[Raw records]
========

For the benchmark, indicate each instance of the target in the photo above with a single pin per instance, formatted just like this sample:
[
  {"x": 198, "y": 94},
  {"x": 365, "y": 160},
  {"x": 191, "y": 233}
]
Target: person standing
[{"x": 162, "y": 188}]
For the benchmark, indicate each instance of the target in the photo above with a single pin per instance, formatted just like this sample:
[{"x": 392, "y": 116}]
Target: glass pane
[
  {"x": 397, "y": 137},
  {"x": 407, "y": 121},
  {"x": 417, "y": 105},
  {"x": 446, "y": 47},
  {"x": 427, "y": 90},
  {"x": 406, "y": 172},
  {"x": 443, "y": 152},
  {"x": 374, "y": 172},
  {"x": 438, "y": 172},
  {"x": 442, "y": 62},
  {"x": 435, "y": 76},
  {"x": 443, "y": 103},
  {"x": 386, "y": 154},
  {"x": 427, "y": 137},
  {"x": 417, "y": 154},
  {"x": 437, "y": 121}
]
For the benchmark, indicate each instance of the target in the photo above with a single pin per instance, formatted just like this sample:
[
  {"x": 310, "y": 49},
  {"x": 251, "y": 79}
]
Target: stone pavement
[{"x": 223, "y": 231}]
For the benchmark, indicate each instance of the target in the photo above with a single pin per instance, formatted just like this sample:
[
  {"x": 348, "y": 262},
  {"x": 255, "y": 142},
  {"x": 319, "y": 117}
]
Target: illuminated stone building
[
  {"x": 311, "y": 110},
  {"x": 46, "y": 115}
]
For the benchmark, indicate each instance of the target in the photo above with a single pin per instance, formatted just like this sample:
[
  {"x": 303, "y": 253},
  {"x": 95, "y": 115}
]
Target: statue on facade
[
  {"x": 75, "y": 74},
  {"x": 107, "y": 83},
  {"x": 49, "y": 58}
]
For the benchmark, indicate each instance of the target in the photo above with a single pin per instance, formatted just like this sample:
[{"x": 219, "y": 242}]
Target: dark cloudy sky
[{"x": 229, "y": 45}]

========

### GIVEN EXERCISE
Give all the entries again exactly; leave none out.

### RESULT
For the benchmark, indicate each instance of the target in the photo above with a single pin per instance, formatted just like this sample:
[
  {"x": 198, "y": 94},
  {"x": 365, "y": 160},
  {"x": 191, "y": 233}
]
Target: person standing
[{"x": 162, "y": 188}]
For the benchmark, indicate each instance of the target in the photo above with a single pin per instance, formatted just like this sample:
[{"x": 392, "y": 116}]
Target: glass pane
[
  {"x": 397, "y": 137},
  {"x": 407, "y": 121},
  {"x": 417, "y": 105},
  {"x": 446, "y": 47},
  {"x": 427, "y": 90},
  {"x": 406, "y": 172},
  {"x": 443, "y": 152},
  {"x": 374, "y": 172},
  {"x": 438, "y": 172},
  {"x": 442, "y": 62},
  {"x": 435, "y": 76},
  {"x": 443, "y": 103},
  {"x": 386, "y": 154},
  {"x": 427, "y": 137},
  {"x": 417, "y": 154},
  {"x": 437, "y": 121}
]
For the benchmark, indicate each instance of the target in the photo above with a single pin per instance, formatted just like this sample:
[
  {"x": 310, "y": 49},
  {"x": 251, "y": 79}
]
Target: stone pavement
[{"x": 223, "y": 231}]
For the benchmark, indicate each instance of the target in the photo above with a single pin per instance, formatted just like this sample:
[
  {"x": 348, "y": 262},
  {"x": 255, "y": 142},
  {"x": 319, "y": 117}
]
Target: illuminated stone building
[
  {"x": 311, "y": 110},
  {"x": 46, "y": 115}
]
For the benchmark, indicate each instance of the target in the photo above with a single pin per instance, formatted just like this sample:
[
  {"x": 303, "y": 253},
  {"x": 95, "y": 115}
]
Target: statue on facade
[
  {"x": 75, "y": 74},
  {"x": 107, "y": 83},
  {"x": 49, "y": 58}
]
For the benchmark, indicate each instance of the target in the photo above with a single pin per instance, formatted just like this sample:
[{"x": 219, "y": 242}]
Target: dark cloudy sky
[{"x": 229, "y": 45}]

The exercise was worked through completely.